» Exercise instructions
Extract every line below that contains the string "stair", copying each one in full. Matching is case-sensitive.

Saved entries:
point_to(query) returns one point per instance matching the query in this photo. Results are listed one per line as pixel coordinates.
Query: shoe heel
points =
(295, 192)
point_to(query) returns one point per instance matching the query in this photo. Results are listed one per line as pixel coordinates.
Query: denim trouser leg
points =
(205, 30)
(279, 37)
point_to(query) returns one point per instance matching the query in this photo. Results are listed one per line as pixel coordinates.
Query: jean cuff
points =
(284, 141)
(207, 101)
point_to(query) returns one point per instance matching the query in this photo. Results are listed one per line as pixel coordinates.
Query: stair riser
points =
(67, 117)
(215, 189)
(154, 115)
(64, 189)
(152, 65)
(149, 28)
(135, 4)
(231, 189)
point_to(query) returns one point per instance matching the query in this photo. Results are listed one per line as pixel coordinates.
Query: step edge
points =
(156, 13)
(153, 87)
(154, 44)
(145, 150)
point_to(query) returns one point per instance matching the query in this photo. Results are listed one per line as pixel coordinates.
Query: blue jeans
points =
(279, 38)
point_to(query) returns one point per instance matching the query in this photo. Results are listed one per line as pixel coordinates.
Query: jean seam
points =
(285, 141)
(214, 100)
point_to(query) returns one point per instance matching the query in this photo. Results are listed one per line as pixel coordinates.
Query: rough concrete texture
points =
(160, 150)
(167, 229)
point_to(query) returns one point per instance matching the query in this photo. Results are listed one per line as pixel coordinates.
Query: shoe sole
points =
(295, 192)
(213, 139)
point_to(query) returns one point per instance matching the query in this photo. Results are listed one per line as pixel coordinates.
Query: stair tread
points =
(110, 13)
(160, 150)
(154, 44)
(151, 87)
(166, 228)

* * *

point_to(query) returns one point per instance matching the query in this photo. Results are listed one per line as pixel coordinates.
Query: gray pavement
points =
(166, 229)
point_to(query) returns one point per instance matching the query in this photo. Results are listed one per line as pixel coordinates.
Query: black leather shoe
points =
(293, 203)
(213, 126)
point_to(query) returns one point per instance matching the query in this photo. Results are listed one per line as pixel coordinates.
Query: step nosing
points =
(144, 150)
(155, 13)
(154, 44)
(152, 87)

» Answer in full
Query: stair riser
Query: stair tread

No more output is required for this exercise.